- _YOUR TASK_: Where a line of the records holds the string "below", copy that line.

DATASET EXCERPTS Start Marker

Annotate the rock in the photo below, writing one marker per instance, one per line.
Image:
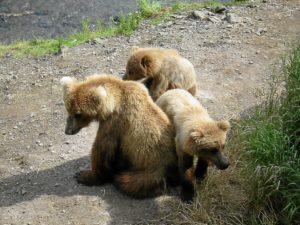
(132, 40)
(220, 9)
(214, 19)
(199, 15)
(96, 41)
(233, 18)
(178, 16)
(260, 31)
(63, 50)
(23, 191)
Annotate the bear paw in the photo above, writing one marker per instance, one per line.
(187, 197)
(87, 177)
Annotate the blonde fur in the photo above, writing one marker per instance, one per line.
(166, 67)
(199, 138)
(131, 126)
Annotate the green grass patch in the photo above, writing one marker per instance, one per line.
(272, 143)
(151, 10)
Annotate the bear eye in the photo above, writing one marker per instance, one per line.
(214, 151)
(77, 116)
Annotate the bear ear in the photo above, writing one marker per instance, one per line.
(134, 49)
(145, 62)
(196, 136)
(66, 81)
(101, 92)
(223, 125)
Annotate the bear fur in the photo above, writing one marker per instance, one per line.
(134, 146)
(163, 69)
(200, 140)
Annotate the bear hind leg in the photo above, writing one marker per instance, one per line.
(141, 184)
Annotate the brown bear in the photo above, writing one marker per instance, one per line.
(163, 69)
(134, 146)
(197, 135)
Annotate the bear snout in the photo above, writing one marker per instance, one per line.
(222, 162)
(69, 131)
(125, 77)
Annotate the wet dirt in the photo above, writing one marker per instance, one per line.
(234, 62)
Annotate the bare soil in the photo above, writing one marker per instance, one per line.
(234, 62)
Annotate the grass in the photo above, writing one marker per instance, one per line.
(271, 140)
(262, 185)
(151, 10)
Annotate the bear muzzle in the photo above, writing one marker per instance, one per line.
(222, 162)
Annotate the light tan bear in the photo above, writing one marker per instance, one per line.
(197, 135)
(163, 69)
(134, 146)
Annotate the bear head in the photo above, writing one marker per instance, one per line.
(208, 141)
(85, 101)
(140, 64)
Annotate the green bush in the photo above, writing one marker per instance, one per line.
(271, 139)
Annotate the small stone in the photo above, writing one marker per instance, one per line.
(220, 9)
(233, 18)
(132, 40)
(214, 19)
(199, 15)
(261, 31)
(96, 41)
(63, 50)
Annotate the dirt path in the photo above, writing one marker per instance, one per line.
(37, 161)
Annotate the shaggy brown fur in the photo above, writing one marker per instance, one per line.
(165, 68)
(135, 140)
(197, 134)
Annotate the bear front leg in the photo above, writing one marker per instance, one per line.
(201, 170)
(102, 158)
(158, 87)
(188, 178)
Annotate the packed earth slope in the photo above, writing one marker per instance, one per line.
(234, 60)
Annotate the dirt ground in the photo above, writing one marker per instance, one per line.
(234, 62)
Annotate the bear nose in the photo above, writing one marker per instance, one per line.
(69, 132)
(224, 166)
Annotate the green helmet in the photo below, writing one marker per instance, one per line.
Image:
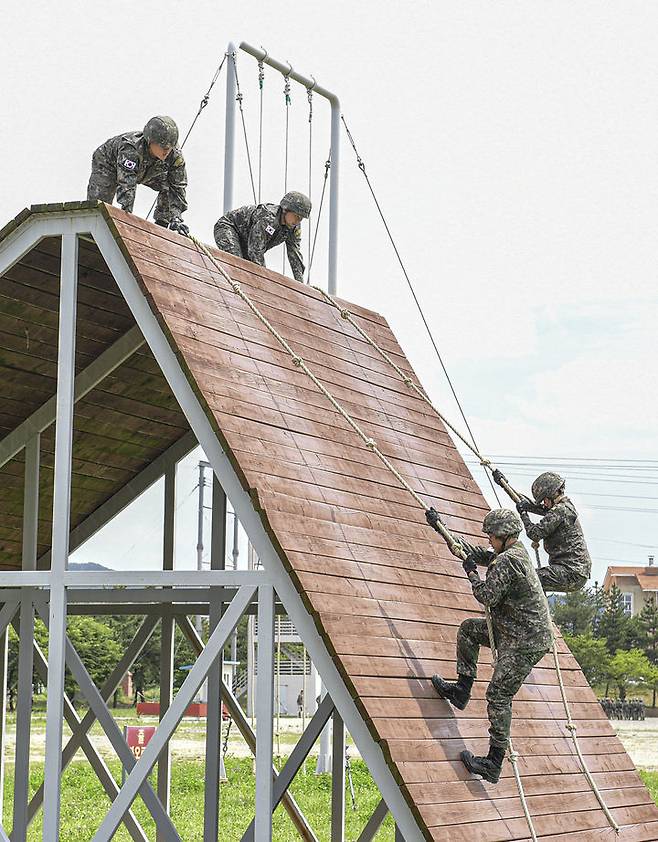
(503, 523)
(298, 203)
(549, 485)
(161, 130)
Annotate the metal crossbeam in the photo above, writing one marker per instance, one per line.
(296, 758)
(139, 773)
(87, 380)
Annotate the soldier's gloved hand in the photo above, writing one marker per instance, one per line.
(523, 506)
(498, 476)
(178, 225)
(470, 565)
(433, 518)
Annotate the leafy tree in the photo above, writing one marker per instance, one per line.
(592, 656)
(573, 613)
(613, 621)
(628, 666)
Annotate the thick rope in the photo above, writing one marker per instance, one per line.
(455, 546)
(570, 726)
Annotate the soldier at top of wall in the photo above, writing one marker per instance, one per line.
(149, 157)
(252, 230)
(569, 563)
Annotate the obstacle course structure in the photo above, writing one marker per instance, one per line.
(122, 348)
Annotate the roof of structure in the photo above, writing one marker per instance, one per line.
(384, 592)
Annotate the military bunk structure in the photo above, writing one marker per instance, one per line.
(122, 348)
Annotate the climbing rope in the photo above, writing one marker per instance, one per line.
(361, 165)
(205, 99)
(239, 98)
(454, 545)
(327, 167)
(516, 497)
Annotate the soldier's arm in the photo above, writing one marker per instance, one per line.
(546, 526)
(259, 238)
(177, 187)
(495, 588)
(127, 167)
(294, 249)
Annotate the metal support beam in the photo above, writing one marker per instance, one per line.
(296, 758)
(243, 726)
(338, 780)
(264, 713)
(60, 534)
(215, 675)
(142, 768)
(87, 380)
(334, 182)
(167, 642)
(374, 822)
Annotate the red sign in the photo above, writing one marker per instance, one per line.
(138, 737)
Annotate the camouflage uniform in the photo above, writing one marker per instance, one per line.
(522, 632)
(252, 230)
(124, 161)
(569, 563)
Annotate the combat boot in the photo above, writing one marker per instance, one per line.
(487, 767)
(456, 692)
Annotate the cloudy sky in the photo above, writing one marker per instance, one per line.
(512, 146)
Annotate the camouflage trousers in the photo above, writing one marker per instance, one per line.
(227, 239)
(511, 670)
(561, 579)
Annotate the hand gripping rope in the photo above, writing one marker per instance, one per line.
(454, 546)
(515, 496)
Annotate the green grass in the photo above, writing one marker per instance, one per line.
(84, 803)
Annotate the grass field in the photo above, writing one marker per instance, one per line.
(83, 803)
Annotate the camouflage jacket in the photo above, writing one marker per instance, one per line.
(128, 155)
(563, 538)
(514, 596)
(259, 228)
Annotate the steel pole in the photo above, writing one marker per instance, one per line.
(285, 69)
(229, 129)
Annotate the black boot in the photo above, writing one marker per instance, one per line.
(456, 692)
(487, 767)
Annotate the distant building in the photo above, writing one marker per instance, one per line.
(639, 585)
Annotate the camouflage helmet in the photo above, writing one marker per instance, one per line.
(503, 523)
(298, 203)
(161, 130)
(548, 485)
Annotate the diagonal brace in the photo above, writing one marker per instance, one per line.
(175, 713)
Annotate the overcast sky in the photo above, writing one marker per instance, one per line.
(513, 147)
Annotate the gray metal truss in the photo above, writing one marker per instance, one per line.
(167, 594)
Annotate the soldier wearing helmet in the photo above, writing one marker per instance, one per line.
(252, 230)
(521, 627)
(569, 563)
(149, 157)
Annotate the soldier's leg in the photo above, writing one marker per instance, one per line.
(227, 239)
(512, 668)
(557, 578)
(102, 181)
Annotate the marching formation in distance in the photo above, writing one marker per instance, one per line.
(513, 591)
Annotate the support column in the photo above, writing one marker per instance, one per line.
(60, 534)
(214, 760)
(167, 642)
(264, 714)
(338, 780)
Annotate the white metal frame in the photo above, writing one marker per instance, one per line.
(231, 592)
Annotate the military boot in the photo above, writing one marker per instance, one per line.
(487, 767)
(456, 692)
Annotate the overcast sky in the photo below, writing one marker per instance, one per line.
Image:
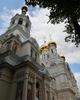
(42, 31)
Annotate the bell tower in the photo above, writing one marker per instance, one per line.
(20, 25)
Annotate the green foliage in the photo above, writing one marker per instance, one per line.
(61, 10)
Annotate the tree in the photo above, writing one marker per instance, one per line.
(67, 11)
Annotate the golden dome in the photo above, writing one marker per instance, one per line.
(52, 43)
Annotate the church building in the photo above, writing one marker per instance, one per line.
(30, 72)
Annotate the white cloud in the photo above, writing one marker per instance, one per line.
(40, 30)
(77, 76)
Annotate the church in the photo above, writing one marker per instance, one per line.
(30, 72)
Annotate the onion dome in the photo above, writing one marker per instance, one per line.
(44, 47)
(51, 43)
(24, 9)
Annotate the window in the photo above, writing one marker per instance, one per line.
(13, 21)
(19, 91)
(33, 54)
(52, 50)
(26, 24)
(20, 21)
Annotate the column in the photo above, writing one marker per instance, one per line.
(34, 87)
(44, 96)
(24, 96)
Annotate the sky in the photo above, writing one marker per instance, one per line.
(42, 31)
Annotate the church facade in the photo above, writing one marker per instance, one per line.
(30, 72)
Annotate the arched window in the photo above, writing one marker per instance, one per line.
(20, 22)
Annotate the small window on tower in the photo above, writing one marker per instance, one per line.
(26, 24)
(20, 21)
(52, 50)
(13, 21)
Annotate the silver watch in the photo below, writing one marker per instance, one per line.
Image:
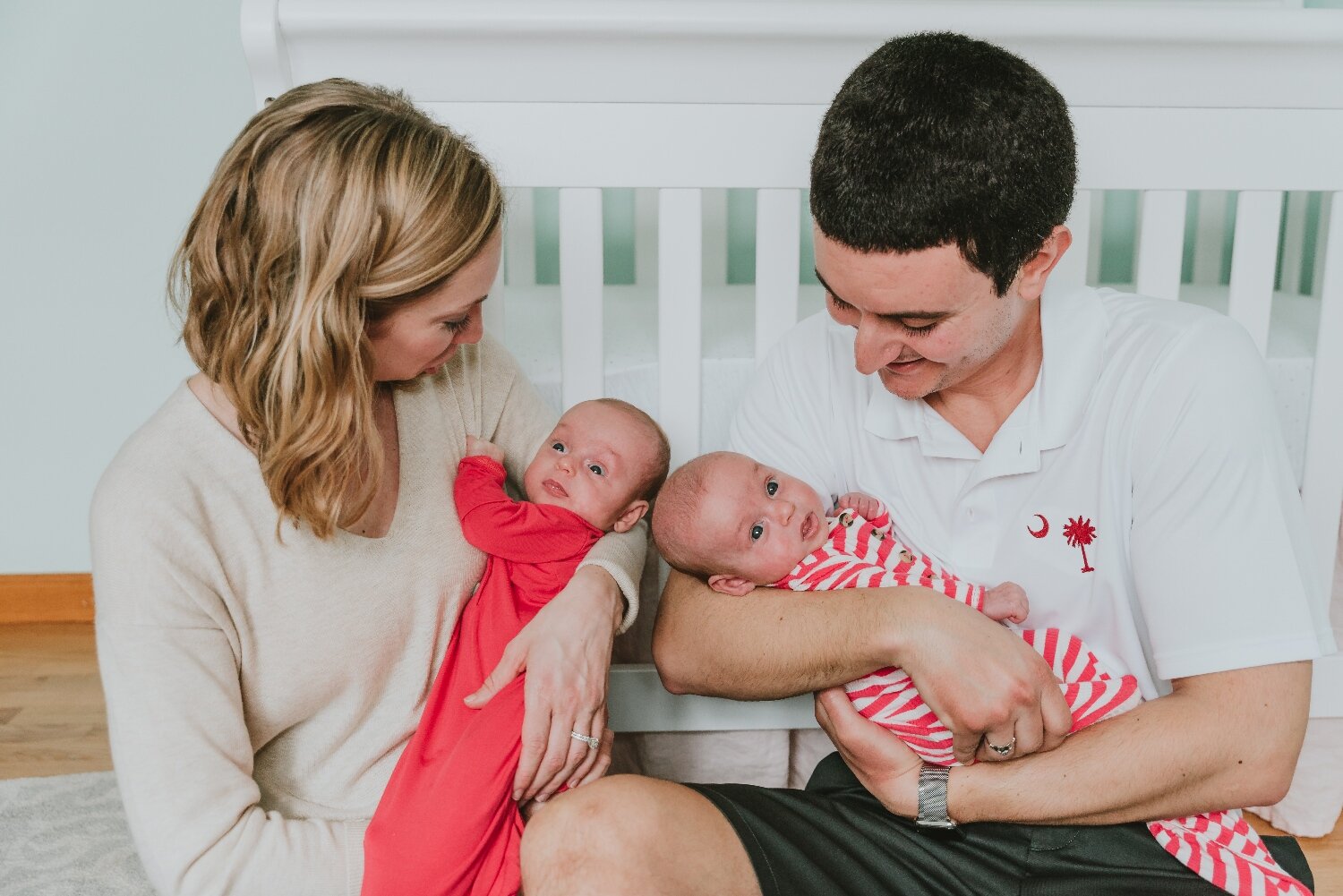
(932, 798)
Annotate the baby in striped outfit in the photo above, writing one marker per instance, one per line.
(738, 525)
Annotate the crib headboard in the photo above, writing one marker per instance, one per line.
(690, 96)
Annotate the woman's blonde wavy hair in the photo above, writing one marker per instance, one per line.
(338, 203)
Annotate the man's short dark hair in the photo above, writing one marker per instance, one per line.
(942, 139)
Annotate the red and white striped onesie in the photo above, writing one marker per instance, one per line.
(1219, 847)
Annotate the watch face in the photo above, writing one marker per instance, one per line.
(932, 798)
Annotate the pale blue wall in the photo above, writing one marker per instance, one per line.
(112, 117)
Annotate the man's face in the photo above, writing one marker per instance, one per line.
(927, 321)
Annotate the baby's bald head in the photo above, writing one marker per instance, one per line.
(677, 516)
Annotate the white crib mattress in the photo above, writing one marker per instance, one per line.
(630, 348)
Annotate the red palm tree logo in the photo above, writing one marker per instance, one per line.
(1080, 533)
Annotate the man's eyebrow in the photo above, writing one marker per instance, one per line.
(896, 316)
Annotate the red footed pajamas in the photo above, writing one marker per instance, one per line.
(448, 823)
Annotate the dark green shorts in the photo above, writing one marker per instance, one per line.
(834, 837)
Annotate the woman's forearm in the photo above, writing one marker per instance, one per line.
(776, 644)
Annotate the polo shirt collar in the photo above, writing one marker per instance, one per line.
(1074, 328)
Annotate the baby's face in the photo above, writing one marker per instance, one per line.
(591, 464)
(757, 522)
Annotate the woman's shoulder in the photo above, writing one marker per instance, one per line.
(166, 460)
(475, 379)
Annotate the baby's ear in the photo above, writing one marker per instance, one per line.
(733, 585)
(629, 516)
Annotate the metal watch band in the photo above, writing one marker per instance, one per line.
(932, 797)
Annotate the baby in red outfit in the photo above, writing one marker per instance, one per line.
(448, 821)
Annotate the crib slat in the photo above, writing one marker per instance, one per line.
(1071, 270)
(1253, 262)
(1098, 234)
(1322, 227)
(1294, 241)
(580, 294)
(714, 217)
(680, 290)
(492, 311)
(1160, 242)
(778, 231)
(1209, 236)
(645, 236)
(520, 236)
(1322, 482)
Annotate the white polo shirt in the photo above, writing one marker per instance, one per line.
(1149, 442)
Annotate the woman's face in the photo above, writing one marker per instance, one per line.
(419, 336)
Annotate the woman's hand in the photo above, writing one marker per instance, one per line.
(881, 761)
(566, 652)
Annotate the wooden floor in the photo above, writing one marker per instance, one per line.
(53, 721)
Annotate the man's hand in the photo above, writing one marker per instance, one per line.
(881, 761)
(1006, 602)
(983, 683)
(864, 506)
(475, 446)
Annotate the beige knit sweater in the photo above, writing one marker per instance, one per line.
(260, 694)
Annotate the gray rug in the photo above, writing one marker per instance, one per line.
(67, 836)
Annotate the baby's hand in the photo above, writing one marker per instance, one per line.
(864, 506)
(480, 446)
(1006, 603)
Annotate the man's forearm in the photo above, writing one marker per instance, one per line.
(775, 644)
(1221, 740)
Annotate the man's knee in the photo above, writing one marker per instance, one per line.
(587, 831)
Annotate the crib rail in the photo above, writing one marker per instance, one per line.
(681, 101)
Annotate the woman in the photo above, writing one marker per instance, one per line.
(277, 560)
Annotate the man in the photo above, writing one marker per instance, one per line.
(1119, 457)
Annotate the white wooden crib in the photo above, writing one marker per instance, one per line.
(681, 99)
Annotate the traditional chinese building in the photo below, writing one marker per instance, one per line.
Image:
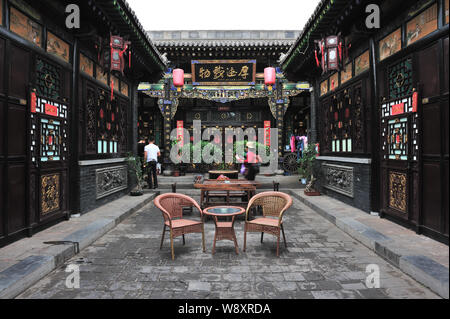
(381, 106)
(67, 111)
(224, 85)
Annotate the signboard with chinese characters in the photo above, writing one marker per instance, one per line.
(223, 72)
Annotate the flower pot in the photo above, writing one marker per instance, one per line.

DATASET EXCERPTS End Marker

- _RESULT FOR THIS TASK_:
Annotate the rock in the photo below, writing one marker per instance, one per line.
Annotate the green helmet in the photo below, writing one marker per instance, one per line.
Annotate the overcast sky in the photo below, writing one marker per instance, one per line.
Annotate the silver watch in the photo below, writing one marker per instance, one per line.
Annotate the traditional chinese building in the photo below, writing one marker per instance, one per line.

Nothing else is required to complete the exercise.